Direction
Copy out, exactly as given, every line from the line with "target | large wall mirror" to the end of the listing, both of those lines included.

Data to use
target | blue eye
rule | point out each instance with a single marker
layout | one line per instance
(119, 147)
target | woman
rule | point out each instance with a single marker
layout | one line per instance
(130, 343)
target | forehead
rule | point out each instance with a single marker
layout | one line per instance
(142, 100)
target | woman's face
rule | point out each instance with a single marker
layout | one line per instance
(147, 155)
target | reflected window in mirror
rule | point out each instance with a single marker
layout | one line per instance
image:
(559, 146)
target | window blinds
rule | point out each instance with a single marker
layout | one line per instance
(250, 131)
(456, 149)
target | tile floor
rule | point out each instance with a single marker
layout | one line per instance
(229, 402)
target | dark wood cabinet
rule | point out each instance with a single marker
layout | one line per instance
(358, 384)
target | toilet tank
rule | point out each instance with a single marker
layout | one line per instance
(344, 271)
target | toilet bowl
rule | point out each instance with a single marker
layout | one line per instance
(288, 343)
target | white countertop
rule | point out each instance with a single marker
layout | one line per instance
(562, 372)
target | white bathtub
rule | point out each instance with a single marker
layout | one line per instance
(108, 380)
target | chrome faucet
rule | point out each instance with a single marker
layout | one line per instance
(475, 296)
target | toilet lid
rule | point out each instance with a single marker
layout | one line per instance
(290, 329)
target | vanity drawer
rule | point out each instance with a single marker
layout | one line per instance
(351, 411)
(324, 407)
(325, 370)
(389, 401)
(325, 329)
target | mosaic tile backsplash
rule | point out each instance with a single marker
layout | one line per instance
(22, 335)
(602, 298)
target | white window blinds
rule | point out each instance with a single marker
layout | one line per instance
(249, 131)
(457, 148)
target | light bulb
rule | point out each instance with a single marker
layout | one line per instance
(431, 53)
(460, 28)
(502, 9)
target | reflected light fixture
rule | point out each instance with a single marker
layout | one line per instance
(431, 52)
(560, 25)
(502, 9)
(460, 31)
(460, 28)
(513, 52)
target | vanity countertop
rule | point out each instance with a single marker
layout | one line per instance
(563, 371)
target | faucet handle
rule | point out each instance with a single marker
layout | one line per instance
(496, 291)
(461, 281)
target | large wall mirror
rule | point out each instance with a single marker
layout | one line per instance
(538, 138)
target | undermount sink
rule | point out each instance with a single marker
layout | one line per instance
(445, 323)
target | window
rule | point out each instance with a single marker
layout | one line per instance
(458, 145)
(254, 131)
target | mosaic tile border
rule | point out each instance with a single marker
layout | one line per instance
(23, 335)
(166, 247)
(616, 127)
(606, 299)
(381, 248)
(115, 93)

Response for this exercise
target | large wall mirror
rule | point out each instance with a single marker
layout | one line per instance
(538, 138)
target | undermount sink
rule | point out each instance with a single marker
layout | one line per instance
(445, 323)
target | window
rule | point out each instance with a single marker
layout | one line per instance
(458, 145)
(254, 131)
target | mosaic tile border
rule | point out each instance with a single marker
layout | one line per instance
(23, 335)
(166, 247)
(616, 127)
(606, 299)
(381, 248)
(115, 93)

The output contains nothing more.